Document extract:
════════════════════
VOGONS


Reply 60 of 110, by kixs

User metadata
Rank l33t
Rank
l33t

I really don't know the technical details... but more cache should always be faster for reasons already said in my previous post (cache stores what cpu is requesting from main memory at the time. Cache doesn't store some random data from some random memory allocation). This is also confirmed by my testing with 256, 512 and 1024kb cache on UMC8881 board.

If what you're saying is correct. Then I could test with 8MB, 16MB, 32MB and 64MB (my max FPM module is 16MBx4 = 64MB). 8MB should be fastest while 64MB slowest. I really doubt that.

256KB-WT & 64 MB should provide the same results as 1024KB-WT & 256 MB, however 1024KB-WT & 8/16 MB should be faster than 256KB-WT & 8/16 MB.

Also doubt that.

Requests are also possible... /msg kixs

Reply 61 of 110, by feipoa

User metadata
Rank l33t++
Rank
l33t++

This is only a working hypothesis and I will not be offended if it turns out false, however, I would like to know the physical understanding behind the truth regardless. There is an overwhelming quantity of online literature concerning caching schemes and I believe what I said should theoretically be true, however it is heavily dependent on the benchmarking program. Naturally, a smaller program would thrash between blocks a lot less.
════════════════════
Given records:

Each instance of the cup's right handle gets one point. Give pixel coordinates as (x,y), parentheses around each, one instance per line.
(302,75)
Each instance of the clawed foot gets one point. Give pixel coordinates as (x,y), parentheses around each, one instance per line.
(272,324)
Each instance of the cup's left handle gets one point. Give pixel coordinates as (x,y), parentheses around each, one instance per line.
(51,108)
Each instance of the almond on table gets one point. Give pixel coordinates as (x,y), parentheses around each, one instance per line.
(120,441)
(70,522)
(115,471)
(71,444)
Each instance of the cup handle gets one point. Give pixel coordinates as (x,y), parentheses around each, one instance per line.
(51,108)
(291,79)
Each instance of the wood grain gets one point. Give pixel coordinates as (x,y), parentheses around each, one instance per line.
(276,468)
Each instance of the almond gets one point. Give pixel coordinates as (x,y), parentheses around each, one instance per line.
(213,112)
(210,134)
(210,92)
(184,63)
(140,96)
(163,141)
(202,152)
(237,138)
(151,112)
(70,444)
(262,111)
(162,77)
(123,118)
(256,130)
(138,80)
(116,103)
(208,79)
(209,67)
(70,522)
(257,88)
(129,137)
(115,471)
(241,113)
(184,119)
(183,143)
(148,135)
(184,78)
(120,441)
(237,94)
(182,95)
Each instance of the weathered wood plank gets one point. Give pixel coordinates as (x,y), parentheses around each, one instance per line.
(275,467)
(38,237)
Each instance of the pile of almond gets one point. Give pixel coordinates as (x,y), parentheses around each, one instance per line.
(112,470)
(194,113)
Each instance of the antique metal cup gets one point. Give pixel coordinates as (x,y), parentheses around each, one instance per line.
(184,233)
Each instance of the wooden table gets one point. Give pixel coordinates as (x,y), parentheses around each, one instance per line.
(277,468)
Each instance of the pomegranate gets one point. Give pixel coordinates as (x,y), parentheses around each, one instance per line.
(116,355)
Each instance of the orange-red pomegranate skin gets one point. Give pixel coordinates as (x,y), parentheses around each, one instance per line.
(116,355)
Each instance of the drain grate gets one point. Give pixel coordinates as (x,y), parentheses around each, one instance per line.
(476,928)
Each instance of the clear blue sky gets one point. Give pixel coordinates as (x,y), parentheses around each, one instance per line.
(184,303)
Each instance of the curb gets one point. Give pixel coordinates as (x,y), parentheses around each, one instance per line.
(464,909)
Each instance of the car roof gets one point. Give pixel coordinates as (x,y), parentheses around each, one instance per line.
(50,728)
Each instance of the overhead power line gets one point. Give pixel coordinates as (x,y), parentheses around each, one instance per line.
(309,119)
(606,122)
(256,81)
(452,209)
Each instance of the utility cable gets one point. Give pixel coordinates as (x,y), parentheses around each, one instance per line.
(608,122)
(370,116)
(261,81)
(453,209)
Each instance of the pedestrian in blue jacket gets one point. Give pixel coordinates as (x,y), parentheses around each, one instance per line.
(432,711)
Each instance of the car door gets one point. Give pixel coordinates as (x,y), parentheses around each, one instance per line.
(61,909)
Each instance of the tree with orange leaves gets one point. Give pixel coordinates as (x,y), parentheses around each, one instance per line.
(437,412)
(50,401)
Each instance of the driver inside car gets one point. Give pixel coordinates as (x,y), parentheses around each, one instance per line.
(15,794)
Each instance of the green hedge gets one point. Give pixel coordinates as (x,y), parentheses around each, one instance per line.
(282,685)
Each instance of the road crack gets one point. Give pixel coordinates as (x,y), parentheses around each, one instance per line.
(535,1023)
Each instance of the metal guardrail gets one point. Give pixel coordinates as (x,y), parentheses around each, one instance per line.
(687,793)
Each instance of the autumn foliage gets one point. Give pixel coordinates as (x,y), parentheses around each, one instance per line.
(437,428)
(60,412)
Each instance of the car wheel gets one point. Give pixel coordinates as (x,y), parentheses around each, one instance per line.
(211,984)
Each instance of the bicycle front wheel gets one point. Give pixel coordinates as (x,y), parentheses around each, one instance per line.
════════════════════
Objectives:
1. On which board does kixs say the 256, 512 and 1024kb cache testing was done, according to the forum thread?
2. Which memory amounts does kixs say could be tested in the forum thread? List them all.
3. Reproduce everything in the forum thread from "Reply 61 of" down to "a lot less.".

Problem solutions:
1. The UMC8881 board.

2. 8MB, 16MB, 32MB and 64MB.

3.
Reply 61 of 110, by feipoa

User metadata
Rank l33t++
Rank
l33t++

This is only a working hypothesis and I will not be offended if it turns out false, however, I would like to know the physical understanding behind the truth regardless. There is an overwhelming quantity of online literature concerning caching schemes and I believe what I said should theoretically be true, however it is heavily dependent on the benchmarking program. Naturally, a smaller program would thrash between blocks a lot less.